» **STATED GOAL**
Reproduce the data starting with the line that contains "reddish twig and record the pixel coordinates." and going on through the end of the data, leaving each request line unchanged and scaling every point coordinate by 2.25, rounded to the nearest whole number with halves rounded up. Return only those lines.

:: LISTED ENTRIES

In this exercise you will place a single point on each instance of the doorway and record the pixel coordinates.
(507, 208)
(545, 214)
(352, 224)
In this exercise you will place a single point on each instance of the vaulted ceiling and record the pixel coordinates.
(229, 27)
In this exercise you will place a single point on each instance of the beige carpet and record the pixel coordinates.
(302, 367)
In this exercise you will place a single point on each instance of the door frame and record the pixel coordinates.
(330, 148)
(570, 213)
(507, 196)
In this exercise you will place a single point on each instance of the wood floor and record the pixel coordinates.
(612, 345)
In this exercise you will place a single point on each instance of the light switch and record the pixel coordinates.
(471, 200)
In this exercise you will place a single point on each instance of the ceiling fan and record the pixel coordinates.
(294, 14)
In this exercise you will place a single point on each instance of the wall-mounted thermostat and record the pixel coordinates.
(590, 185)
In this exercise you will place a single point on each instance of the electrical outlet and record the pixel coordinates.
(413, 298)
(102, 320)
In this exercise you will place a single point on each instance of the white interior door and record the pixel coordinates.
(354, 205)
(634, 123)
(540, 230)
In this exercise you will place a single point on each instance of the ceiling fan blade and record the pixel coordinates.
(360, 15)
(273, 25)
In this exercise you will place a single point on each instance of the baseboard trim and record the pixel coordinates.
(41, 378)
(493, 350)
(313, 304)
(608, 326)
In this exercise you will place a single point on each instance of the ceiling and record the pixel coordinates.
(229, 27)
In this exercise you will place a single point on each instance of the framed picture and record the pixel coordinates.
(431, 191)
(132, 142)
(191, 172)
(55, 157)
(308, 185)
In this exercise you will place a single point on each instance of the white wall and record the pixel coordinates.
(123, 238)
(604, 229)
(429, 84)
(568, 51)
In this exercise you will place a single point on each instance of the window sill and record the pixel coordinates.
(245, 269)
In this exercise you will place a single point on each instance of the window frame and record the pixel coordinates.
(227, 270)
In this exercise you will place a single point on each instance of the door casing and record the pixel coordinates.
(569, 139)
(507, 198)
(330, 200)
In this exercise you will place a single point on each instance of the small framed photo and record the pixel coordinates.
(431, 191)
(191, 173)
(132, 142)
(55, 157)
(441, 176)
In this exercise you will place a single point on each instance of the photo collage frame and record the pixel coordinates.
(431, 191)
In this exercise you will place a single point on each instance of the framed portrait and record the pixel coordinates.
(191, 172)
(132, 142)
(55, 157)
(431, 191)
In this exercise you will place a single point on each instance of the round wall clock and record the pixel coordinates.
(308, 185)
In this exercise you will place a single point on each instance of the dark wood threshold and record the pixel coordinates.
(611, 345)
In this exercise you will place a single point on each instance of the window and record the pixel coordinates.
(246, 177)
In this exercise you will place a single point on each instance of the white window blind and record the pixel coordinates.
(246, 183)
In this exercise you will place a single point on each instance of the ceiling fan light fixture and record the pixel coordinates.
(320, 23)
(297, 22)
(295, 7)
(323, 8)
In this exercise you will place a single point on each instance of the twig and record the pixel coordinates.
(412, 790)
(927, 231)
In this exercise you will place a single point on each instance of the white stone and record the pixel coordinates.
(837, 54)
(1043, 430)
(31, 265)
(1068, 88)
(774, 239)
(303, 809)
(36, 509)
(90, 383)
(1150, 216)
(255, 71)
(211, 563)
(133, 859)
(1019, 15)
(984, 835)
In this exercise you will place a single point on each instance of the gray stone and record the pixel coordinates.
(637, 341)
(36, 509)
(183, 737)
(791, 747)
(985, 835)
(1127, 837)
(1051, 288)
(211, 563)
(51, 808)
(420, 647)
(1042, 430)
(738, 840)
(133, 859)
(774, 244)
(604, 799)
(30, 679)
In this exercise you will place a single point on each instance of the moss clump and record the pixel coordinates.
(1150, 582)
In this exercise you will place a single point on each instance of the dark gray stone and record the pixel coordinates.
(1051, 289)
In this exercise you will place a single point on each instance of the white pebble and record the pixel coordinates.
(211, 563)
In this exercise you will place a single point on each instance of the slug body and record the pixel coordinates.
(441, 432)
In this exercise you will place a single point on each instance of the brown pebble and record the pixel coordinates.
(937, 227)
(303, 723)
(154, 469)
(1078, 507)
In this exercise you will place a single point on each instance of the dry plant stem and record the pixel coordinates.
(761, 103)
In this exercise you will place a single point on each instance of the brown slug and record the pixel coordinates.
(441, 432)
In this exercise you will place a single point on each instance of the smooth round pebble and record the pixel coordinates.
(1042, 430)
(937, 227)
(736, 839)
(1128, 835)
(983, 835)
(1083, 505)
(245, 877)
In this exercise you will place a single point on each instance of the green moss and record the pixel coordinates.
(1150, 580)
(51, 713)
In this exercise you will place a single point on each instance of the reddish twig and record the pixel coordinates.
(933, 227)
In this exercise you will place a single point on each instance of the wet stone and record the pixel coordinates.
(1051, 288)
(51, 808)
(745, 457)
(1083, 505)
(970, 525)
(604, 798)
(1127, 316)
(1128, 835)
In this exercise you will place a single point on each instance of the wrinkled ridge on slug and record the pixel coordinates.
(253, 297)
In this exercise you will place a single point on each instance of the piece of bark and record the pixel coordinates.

::::

» **ANSWER BELOW**
In this exercise you will place a single point on each instance of the reddish twig and record the pixel coordinates.
(2099, 511)
In this exercise you will place a single point on each instance of the wet stone and record the pixel coordinates.
(2365, 648)
(115, 1818)
(1676, 1028)
(2437, 1136)
(2183, 1181)
(1359, 1796)
(2536, 711)
(2538, 1879)
In this exercise you will place a single point on each instance of the wrinkled ridge on slug and record the pixel coordinates.
(569, 668)
In this exercise you will place a single point on each instance of the piece of bark and record the pixel coordinates.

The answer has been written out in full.